*TASK DESCRIPTION:* Except for images, print the whole listing verbatim.
........
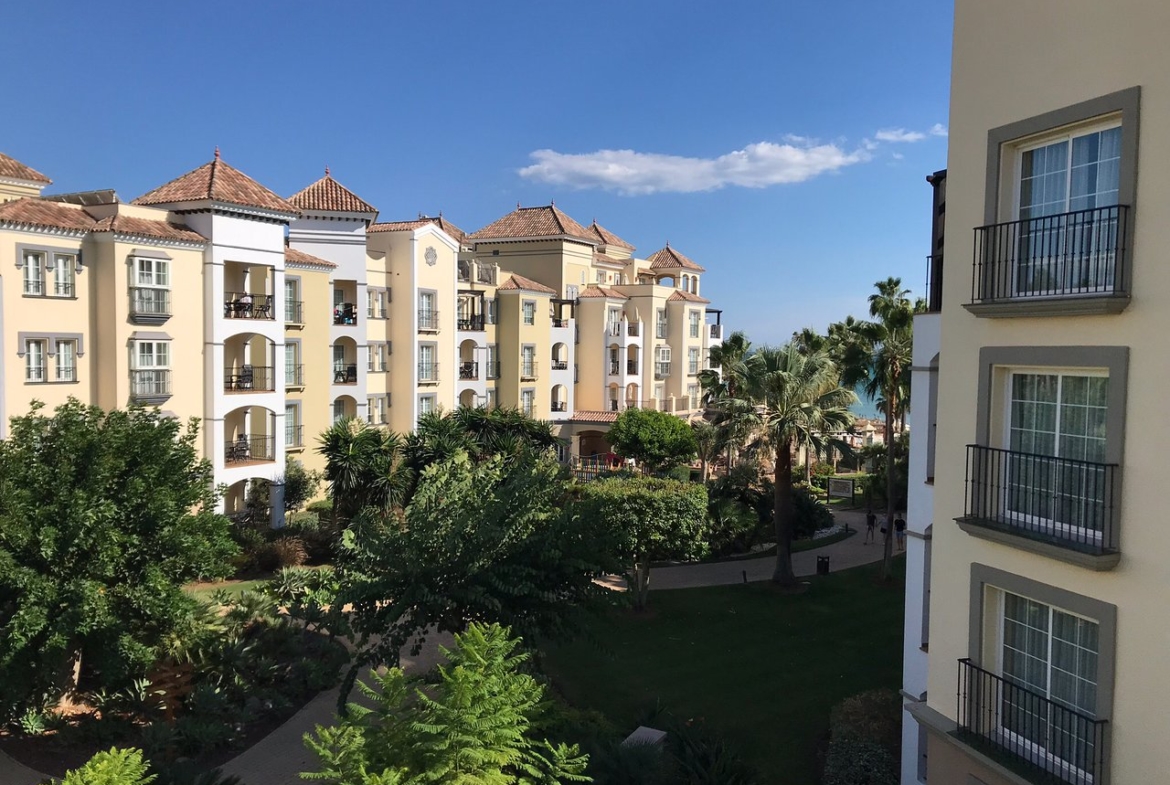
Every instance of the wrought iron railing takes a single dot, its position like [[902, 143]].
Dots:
[[1071, 254], [1065, 502], [1044, 738]]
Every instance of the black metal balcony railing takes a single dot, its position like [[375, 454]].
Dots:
[[345, 373], [247, 447], [150, 302], [1041, 737], [248, 378], [1072, 254], [247, 305], [150, 383], [1054, 500], [294, 436]]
........
*RESULT OF THIS EXERCISE:*
Every instance of the wrought iron railing takes a single dot, its position like [[902, 143]].
Dots:
[[1071, 254], [1065, 502], [1044, 738]]
Every instance of the black metal balcony railing takes a single dot, its position like [[375, 454]].
Dots:
[[345, 373], [247, 447], [150, 302], [1041, 737], [248, 378], [1072, 254], [247, 305], [150, 383], [1054, 500], [294, 436]]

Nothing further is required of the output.